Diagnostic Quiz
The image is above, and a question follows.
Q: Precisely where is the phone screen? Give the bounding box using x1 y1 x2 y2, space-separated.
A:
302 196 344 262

============

Show each line of the listing above that contains the word "where", treating uppercase and lowercase letters as different.

The reply:
Q: Precisely where is the phone screen? Give the bounding box using x1 y1 x2 y2, space-separated.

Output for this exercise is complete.